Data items
:::

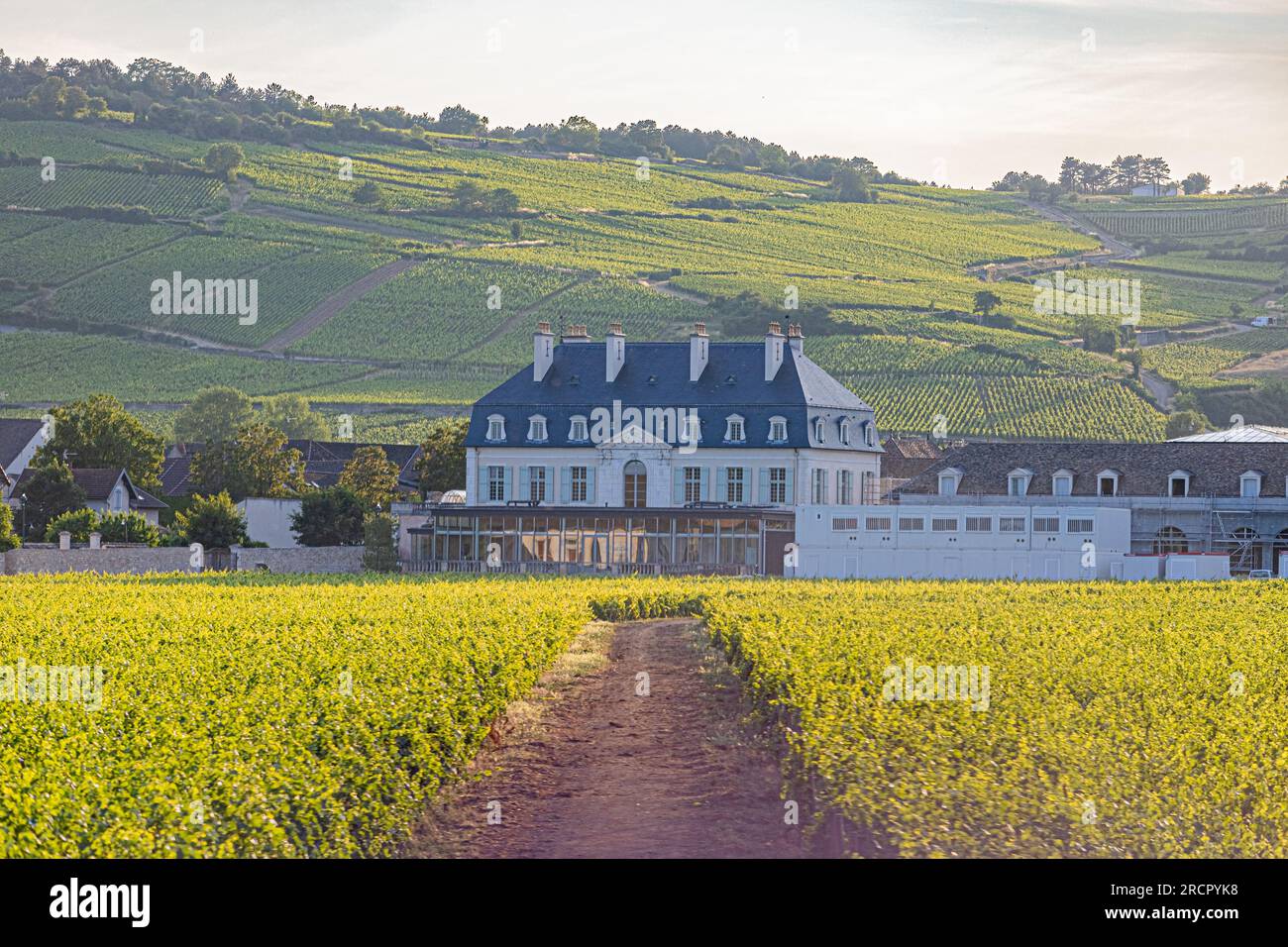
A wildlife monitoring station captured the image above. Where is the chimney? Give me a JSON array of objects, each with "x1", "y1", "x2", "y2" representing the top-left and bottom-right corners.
[
  {"x1": 765, "y1": 322, "x2": 783, "y2": 381},
  {"x1": 604, "y1": 322, "x2": 626, "y2": 381},
  {"x1": 532, "y1": 322, "x2": 555, "y2": 381},
  {"x1": 690, "y1": 322, "x2": 711, "y2": 381},
  {"x1": 787, "y1": 325, "x2": 805, "y2": 356}
]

:::

#### Stated problem
Please arrange every line of the data above as a JSON list of strings, one string per line, skipping blank lines. Leave the images out of your answer.

#### Solution for this problem
[
  "A wildlife monitoring station captured the image above. Where is the chimney? Give me a JSON array of objects, each with \"x1\", \"y1\", \"x2\", \"y2\" representing the top-left and bottom-right corners.",
  "[",
  "  {\"x1\": 765, \"y1\": 322, \"x2\": 783, \"y2\": 381},",
  "  {\"x1\": 604, \"y1\": 322, \"x2\": 626, \"y2\": 381},",
  "  {\"x1\": 532, \"y1\": 322, \"x2\": 555, \"y2\": 381},",
  "  {\"x1\": 690, \"y1\": 322, \"x2\": 711, \"y2\": 381},",
  "  {\"x1\": 787, \"y1\": 325, \"x2\": 805, \"y2\": 356}",
  "]"
]